Point placement records:
——

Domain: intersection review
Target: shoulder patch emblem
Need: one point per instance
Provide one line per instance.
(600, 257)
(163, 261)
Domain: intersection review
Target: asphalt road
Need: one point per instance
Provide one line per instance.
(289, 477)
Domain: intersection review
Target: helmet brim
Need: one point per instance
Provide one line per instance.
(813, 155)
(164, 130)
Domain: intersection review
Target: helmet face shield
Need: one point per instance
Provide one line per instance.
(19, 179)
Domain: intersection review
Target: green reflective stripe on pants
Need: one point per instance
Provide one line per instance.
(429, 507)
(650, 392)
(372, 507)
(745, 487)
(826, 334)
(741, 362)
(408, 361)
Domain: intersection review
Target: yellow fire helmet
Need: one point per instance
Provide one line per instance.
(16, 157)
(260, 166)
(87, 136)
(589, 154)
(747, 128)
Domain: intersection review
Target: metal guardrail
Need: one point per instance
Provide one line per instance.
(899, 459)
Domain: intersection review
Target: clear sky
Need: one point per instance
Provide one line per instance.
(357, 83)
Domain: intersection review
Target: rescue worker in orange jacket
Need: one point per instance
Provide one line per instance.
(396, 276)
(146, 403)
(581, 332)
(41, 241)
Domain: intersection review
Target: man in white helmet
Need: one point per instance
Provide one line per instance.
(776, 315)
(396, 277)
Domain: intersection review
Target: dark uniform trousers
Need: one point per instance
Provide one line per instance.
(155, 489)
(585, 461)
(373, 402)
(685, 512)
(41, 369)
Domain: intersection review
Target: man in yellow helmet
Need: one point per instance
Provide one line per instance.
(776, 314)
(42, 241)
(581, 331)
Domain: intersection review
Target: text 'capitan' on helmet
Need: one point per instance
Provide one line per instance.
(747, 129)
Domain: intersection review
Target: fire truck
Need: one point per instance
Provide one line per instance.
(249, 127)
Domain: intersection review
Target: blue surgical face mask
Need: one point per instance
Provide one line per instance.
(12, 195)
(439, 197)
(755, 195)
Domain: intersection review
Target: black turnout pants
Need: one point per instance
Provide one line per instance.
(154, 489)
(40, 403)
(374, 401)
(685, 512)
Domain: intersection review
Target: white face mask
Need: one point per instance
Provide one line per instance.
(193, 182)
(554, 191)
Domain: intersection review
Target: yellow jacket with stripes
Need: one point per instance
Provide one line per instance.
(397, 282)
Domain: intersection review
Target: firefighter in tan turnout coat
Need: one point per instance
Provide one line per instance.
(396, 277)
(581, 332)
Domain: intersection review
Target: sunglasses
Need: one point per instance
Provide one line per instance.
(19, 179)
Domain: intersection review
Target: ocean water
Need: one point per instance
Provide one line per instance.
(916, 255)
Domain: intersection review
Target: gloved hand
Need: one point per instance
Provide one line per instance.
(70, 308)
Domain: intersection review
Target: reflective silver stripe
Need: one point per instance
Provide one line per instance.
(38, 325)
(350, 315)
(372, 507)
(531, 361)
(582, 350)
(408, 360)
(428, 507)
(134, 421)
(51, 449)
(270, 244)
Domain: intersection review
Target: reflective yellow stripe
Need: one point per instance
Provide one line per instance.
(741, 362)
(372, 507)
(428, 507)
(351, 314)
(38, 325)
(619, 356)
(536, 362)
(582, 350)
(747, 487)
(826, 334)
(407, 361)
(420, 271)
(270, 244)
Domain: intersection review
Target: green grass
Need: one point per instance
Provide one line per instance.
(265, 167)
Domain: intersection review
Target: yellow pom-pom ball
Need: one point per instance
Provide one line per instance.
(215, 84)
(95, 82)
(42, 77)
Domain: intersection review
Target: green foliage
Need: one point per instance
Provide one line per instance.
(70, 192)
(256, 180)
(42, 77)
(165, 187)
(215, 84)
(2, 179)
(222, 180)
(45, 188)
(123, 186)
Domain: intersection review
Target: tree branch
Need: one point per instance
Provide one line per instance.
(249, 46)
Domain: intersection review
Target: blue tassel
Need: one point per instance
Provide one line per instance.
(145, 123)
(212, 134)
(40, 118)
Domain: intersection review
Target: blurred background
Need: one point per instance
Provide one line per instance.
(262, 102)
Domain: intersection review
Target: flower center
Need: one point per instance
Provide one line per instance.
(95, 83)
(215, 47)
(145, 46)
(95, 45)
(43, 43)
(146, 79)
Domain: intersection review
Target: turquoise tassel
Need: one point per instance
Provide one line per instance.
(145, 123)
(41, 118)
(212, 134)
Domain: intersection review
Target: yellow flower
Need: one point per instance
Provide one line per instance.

——

**Required work:** Collect every line of the records that contains the word "flower" and copy each one in full. Matching is case-sensitive.

**Written answer:**
Target: flower center
Target: yellow flower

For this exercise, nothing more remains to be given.